■ Exercise directions
Starting with the line that has "for every instance of the choppy" and going on through the line that has "(1272, 662)", swap every "largest circle" for "biggest circle" and give those lines again with nothing else changed.

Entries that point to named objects
........

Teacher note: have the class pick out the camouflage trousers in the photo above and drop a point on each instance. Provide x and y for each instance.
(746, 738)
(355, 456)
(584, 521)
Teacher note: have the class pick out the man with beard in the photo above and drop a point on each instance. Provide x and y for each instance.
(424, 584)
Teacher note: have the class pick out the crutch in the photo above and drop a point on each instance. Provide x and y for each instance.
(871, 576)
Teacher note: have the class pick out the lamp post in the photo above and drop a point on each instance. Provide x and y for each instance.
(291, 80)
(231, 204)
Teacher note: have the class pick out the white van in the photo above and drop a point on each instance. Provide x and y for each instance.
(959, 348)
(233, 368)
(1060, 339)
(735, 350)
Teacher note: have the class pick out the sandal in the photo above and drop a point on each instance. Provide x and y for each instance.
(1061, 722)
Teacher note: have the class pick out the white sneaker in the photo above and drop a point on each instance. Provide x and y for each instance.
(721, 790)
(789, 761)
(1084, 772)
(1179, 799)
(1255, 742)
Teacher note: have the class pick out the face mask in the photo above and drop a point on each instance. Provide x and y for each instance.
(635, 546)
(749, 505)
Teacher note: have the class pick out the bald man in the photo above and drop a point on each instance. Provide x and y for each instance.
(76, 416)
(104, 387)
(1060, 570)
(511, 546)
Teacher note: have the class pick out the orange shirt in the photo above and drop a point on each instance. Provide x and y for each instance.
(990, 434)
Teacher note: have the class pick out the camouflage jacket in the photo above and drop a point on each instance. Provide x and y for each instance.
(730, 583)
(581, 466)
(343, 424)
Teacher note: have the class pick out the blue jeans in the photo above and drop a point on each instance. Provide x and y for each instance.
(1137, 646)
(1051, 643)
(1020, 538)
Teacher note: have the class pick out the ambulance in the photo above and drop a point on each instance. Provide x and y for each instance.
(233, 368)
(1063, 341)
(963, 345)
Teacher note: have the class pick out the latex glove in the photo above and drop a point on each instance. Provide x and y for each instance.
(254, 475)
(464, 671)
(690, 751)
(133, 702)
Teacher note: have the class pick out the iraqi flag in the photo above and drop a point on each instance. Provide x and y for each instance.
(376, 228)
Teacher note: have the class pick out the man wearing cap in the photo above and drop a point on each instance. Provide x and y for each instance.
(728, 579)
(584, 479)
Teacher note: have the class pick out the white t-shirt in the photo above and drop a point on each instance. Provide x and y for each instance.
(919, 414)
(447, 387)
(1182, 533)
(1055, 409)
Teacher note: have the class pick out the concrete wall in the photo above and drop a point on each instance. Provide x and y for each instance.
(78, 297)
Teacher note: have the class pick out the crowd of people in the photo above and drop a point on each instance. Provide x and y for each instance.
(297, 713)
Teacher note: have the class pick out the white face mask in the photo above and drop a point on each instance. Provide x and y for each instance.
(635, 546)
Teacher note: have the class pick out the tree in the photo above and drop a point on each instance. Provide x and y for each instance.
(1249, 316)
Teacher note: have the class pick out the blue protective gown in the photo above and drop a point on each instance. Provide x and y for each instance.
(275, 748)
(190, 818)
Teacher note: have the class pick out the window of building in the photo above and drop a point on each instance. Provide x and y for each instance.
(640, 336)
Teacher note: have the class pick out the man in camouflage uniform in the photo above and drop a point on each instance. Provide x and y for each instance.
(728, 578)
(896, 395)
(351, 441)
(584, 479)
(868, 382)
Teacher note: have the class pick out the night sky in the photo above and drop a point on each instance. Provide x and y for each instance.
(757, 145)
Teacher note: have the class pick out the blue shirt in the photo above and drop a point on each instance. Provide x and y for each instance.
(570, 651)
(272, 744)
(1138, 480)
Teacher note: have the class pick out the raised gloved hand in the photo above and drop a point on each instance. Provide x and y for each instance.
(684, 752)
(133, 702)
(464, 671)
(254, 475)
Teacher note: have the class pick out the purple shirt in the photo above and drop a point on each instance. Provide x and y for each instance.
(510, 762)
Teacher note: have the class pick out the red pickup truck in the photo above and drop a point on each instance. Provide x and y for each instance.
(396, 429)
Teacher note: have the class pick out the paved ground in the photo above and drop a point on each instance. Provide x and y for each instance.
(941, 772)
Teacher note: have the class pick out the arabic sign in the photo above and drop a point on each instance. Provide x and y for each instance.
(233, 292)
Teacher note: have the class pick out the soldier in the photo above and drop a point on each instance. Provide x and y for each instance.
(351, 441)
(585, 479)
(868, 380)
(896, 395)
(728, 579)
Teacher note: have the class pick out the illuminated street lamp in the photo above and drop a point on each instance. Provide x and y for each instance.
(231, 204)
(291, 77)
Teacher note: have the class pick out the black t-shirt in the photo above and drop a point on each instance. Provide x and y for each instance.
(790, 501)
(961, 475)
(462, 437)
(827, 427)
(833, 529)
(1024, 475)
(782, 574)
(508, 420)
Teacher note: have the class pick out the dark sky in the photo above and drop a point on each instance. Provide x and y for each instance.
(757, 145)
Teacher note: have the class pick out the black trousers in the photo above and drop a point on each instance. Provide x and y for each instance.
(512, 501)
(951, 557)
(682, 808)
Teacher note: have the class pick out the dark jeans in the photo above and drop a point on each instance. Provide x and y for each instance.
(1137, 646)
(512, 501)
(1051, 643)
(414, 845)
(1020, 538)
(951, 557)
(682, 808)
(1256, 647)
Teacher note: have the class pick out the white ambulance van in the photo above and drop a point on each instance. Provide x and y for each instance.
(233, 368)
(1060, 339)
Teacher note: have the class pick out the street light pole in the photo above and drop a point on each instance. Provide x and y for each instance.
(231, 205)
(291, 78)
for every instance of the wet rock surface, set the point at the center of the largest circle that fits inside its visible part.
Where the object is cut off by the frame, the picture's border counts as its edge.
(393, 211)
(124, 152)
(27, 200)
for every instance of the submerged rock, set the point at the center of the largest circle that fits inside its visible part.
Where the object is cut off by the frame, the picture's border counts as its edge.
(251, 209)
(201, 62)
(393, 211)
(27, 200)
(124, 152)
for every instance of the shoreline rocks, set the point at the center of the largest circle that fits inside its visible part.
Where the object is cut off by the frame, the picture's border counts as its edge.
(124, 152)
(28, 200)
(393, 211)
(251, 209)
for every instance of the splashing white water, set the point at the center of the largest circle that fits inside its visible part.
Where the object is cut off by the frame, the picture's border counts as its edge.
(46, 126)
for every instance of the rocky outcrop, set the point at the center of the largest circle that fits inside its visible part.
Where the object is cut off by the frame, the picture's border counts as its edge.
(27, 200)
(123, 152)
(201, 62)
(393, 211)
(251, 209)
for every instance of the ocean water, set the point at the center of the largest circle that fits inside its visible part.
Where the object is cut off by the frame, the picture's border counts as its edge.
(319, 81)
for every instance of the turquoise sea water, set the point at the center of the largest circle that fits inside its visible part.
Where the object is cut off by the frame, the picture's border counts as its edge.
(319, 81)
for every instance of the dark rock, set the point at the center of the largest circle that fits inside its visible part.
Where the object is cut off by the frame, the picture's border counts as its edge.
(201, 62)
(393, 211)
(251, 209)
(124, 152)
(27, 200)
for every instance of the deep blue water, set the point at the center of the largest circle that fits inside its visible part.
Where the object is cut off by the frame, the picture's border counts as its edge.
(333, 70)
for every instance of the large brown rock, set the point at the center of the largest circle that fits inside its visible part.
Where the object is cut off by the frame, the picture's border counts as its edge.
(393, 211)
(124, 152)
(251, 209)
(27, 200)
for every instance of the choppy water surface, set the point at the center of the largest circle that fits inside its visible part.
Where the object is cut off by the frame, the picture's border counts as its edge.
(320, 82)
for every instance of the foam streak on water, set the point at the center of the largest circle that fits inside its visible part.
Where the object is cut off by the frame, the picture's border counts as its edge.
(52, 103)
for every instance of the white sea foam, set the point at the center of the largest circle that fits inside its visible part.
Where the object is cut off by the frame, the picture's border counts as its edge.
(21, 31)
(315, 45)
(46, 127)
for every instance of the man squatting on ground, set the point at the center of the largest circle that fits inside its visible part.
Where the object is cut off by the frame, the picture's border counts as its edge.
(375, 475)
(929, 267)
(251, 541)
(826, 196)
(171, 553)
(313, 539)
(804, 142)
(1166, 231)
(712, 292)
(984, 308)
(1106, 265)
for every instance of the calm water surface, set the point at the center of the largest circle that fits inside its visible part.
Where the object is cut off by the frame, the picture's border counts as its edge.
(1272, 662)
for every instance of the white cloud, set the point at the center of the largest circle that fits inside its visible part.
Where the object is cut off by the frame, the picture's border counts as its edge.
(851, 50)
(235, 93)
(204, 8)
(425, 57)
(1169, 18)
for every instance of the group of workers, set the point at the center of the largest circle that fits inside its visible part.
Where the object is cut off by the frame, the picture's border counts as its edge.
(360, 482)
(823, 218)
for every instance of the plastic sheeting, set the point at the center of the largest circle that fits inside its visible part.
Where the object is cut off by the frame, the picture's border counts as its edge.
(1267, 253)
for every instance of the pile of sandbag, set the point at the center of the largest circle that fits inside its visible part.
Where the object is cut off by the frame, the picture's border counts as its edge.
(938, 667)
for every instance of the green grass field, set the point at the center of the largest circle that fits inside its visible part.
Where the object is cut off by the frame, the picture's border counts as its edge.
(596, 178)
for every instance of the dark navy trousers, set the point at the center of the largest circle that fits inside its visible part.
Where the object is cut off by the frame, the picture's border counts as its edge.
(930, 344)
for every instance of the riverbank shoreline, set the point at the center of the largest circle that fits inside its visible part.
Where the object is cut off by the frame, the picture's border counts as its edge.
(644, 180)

........

■ Exercise answer
for every instance of the choppy water surface, set the point at the center of the biggest circle that fits inside its visible part.
Where the object is cut off by the frame, the picture's border counts as its edge.
(320, 82)
for every instance of the foam streak on water, set the point at the center of the biggest circle that fits inside its visible part.
Where the object is cut off by the frame, the picture's border counts as its edge.
(52, 103)
for every instance of the white sea foam, set the point at the center of the biggest circle that fits inside its visible part.
Where the object is cut off by the frame, the picture's border counts as its edge.
(21, 31)
(315, 45)
(46, 127)
for every instance of the man squatting on ground, set the point at the center of the biggest circle that fits inside its visible part.
Where the object is cut off by the frame, the picture's border counts as its edge.
(375, 475)
(929, 267)
(251, 541)
(826, 196)
(171, 553)
(313, 539)
(804, 142)
(1166, 231)
(712, 292)
(984, 308)
(1106, 265)
for every instance of the calm water surface, set the point at the center of the biggest circle that fits inside its visible part.
Where the object is cut off by the frame, the picture's border counts as its edge.
(1272, 662)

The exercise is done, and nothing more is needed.